What is needed is a verbatim copy of each record below.
┌─ EXTRACTED MATERIAL
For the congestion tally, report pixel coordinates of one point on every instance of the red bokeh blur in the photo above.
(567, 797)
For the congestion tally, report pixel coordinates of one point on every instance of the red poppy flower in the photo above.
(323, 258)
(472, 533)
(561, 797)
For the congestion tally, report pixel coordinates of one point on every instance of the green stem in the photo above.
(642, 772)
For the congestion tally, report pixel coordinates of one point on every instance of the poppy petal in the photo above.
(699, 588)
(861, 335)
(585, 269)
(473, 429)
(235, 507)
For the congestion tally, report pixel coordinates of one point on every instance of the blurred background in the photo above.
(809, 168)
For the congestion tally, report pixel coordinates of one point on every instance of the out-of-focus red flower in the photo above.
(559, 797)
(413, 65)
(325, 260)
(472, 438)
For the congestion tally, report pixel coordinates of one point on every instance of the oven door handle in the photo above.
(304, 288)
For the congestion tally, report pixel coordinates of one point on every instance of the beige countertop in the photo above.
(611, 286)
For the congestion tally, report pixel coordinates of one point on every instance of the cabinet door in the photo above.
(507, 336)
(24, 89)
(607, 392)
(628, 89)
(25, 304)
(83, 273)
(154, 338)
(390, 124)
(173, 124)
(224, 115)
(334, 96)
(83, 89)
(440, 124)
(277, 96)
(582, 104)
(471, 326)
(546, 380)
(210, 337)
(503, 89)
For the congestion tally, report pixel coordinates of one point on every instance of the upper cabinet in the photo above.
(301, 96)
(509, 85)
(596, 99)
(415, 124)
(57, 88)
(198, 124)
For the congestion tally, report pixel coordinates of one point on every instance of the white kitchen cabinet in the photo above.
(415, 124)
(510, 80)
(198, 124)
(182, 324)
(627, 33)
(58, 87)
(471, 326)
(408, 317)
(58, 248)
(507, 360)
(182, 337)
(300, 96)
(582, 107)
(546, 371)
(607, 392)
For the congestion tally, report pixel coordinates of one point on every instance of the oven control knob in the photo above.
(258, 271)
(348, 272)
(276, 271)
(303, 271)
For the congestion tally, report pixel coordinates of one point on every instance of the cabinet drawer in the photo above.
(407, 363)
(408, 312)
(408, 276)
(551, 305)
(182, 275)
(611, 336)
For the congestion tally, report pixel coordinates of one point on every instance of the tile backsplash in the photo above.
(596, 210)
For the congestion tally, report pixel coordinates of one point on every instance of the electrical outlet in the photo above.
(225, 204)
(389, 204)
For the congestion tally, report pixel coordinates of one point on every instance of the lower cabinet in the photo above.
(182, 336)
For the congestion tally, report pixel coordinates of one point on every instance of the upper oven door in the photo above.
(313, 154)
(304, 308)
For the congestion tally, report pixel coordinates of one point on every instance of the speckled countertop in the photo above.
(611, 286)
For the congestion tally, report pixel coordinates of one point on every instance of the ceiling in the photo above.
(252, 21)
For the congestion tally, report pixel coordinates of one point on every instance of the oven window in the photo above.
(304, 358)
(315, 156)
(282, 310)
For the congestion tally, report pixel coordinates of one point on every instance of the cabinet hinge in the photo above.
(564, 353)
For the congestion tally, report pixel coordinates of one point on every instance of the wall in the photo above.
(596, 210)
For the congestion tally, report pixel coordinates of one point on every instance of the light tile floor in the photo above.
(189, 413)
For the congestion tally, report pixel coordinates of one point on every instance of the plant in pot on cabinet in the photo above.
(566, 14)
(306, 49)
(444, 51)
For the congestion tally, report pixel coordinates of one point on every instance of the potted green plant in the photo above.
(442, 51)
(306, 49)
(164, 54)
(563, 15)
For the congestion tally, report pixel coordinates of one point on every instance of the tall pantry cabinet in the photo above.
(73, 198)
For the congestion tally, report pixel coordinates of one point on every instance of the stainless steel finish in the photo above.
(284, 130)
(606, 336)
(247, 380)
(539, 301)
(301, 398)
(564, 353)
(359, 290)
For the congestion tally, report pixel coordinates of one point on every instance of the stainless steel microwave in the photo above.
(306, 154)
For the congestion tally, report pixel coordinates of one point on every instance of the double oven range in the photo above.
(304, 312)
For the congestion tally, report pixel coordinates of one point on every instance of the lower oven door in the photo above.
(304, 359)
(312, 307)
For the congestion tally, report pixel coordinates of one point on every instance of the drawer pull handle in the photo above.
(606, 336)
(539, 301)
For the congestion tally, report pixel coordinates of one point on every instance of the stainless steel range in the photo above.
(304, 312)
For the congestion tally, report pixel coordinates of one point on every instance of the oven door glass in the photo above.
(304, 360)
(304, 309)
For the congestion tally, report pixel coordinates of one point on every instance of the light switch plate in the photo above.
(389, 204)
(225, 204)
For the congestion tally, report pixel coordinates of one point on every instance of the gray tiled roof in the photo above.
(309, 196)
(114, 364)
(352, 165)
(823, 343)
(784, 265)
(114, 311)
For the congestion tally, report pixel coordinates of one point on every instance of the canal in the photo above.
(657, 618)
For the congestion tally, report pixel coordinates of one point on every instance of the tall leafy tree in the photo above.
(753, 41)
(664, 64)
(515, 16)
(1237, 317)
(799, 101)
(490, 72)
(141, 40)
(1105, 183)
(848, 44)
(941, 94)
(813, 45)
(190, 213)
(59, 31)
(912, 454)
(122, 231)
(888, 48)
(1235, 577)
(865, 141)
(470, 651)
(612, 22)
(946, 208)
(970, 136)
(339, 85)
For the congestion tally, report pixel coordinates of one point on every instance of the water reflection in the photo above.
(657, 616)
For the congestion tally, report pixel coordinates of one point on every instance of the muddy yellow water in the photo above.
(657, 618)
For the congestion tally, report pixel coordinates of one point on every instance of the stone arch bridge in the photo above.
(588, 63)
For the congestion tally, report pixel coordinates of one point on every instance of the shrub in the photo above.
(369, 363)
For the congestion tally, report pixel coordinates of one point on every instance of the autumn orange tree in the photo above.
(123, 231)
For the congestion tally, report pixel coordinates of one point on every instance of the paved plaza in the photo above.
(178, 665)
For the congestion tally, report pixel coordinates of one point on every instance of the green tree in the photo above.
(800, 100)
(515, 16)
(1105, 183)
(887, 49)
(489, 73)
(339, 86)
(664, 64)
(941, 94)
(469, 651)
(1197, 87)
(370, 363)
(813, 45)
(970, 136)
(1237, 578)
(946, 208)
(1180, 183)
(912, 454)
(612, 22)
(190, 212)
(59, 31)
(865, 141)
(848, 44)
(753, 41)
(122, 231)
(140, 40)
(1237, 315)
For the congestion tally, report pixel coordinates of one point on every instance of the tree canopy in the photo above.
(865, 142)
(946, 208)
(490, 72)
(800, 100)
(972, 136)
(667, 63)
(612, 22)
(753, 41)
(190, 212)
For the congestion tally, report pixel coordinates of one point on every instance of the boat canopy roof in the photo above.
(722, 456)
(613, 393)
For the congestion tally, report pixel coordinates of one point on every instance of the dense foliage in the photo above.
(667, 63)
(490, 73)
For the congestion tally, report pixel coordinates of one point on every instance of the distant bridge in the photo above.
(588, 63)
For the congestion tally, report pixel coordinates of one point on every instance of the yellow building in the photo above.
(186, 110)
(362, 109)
└─
EXERCISE OUTPUT
For the congestion tally, report pixel coordinates of one point on every instance of the red bokeh blur in the photo above.
(567, 797)
For the congestion tally, report pixel coordinates of one point on every instance of the red poppy flower in the photo above.
(323, 258)
(472, 533)
(561, 797)
For the congestion tally, report pixel coordinates of one point on every instance of the green stem in the photo above.
(642, 772)
For the congestion tally, report pixel coordinates of one point on every instance of the poppy petal in the photo above.
(699, 588)
(861, 335)
(585, 269)
(473, 429)
(235, 507)
For the congestion tally, report pixel coordinates of one point on every instance of the blurred background in the photo above.
(809, 168)
For the congestion tally, report pixel coordinates of one point on every instance of the out-of-focus red flower in the photo above.
(559, 797)
(413, 65)
(325, 260)
(472, 438)
For the congestion tally, report pixel coordinates of one point on every instance of the oven door handle in the photo above.
(304, 288)
For the congestion tally, report pixel coordinates of one point on every instance of the beige countertop in the photo above.
(611, 286)
For the congestion tally, report pixel coordinates of one point on every instance of the cabinet door in the photo above.
(507, 336)
(24, 89)
(607, 392)
(628, 89)
(25, 304)
(83, 273)
(154, 338)
(390, 124)
(173, 124)
(224, 115)
(334, 96)
(83, 89)
(440, 124)
(277, 96)
(582, 104)
(471, 326)
(546, 380)
(210, 337)
(503, 89)
For the congestion tally, report pixel coordinates of one point on every instance of the upper cabinet in the photo above.
(301, 96)
(509, 85)
(596, 99)
(415, 124)
(57, 88)
(198, 124)
For the congestion tally, report pixel coordinates of one point on every instance of the white kitchen cabinet in the photo above.
(415, 124)
(510, 80)
(198, 124)
(182, 324)
(627, 33)
(58, 87)
(471, 326)
(408, 317)
(58, 248)
(507, 360)
(182, 337)
(300, 96)
(582, 107)
(546, 371)
(607, 392)
For the congestion tally, report pixel coordinates of one point on every instance of the oven control knob in the photo above.
(258, 271)
(348, 272)
(276, 271)
(303, 271)
For the congestion tally, report pixel coordinates of one point on every instance of the cabinet drawer in the photo above.
(407, 363)
(408, 312)
(408, 276)
(551, 305)
(182, 275)
(611, 336)
For the congestion tally, report pixel coordinates of one point on every instance of the tile backsplash in the photo above.
(596, 210)
For the congestion tally, report pixel coordinates of one point on every instance of the electrical outlet in the photo above.
(225, 204)
(389, 204)
For the congestion tally, report pixel coordinates of one point on every instance of the lower cabinet in the photo above.
(182, 336)
For the congestion tally, report pixel coordinates of one point on every instance of the upper oven door in the photo above.
(313, 154)
(304, 308)
For the congestion tally, report pixel coordinates of one point on every instance of the speckled countertop in the photo above.
(611, 286)
For the congestion tally, report pixel coordinates of one point on every instance of the ceiling in the photo above.
(252, 21)
For the congestion tally, report pixel coordinates of one point on every instance of the oven window in the photo above.
(304, 358)
(315, 156)
(282, 310)
For the congestion tally, report pixel coordinates of one point on every instance of the cabinet hinge in the photo above.
(564, 353)
For the congestion tally, report pixel coordinates of one point on every instance of the wall in the photo above.
(596, 210)
For the congestion tally, report pixel coordinates of one point on every instance of the light tile floor in the photo above.
(189, 413)
For the congestion tally, report pixel coordinates of one point on every instance of the plant in pot on cabinet in the photo above.
(566, 14)
(306, 49)
(444, 51)
For the congestion tally, report pixel coordinates of one point on every instance of the potted green plant in the photo above.
(442, 51)
(306, 49)
(164, 54)
(563, 15)
For the congestion tally, report pixel coordinates of one point on every instance of the tall pantry cabinet in the photo above.
(73, 198)
For the congestion tally, report pixel coordinates of one point on every instance of the stainless steel finish in the photo above.
(284, 130)
(606, 336)
(247, 380)
(539, 301)
(301, 398)
(564, 353)
(359, 290)
For the congestion tally, report pixel coordinates of one point on every instance of the stainless steel microwave in the photo above.
(306, 154)
For the congestion tally, report pixel coordinates of one point on every instance of the double oven range in the photo above.
(304, 312)
For the congestion tally, report pixel coordinates of one point on every instance of the lower oven door in the photo above.
(304, 359)
(312, 307)
For the congestion tally, report pixel coordinates of one point on every instance of the drawer pull handle in the photo above.
(606, 336)
(539, 301)
For the congestion tally, report pixel coordinates of one point on every instance of the stainless steel range in the photo above.
(304, 312)
For the congestion tally, report pixel coordinates of one point on every instance of the oven door glass in the photo above.
(304, 360)
(304, 309)
For the congestion tally, report pixel coordinates of one point on every instance of the light switch plate in the photo above.
(389, 204)
(225, 204)
For the congestion tally, report pixel coordinates of one point on every instance of the gray tiled roof in the photo above.
(309, 196)
(114, 364)
(352, 165)
(823, 343)
(784, 265)
(114, 311)
For the congestion tally, report pixel coordinates of one point on every instance of the canal in the photo above.
(657, 618)
For the congestion tally, report pixel coordinates of one point on every instance of the tall leafy tree in the photo above.
(753, 41)
(664, 64)
(515, 16)
(1237, 317)
(799, 101)
(490, 72)
(141, 40)
(1105, 183)
(848, 44)
(941, 94)
(813, 45)
(190, 213)
(59, 31)
(912, 454)
(122, 231)
(888, 48)
(1235, 577)
(865, 141)
(470, 651)
(612, 22)
(946, 208)
(970, 136)
(339, 85)
For the congestion tally, report pixel coordinates of one point on every instance of the water reflection in the photo above.
(657, 616)
For the congestion tally, report pixel coordinates of one point on every instance of the muddy yellow water in the photo above.
(657, 618)
For the congestion tally, report pixel coordinates of one point on every instance of the stone arch bridge in the photo above.
(588, 63)
For the congestion tally, report pixel coordinates of one point on every instance of the shrub in the photo above.
(369, 363)
For the congestion tally, report pixel coordinates of one point on every instance of the autumn orange tree in the photo above.
(123, 231)
For the congestion tally, report pixel coordinates of one point on every instance of the paved plaza in the photo above.
(178, 665)
For the congestion tally, report pixel coordinates of one point on every instance of the green tree in the photo above.
(800, 100)
(515, 16)
(1105, 183)
(887, 49)
(489, 73)
(339, 86)
(664, 64)
(941, 94)
(469, 651)
(1197, 87)
(370, 363)
(813, 45)
(970, 136)
(1237, 578)
(946, 208)
(1180, 183)
(912, 454)
(612, 22)
(190, 212)
(59, 31)
(865, 141)
(848, 44)
(753, 41)
(122, 231)
(140, 40)
(1237, 315)
For the congestion tally, report pixel coordinates of one point on every instance of the tree canopy in the photo above.
(865, 142)
(946, 208)
(490, 72)
(800, 100)
(972, 136)
(667, 63)
(612, 22)
(753, 41)
(190, 212)
For the congestion tally, report pixel coordinates of one point on every instance of the boat canopy roof in the photo above.
(722, 456)
(613, 393)
For the congestion tally, report pixel coordinates of one point on every instance of the dense foliage in the photo above.
(667, 63)
(490, 73)
For the congestion tally, report pixel coordinates of one point on every instance of the distant bridge in the photo above.
(588, 63)
For the congestion tally, report pixel coordinates of one point on every instance of the yellow building in the photo above.
(186, 110)
(362, 109)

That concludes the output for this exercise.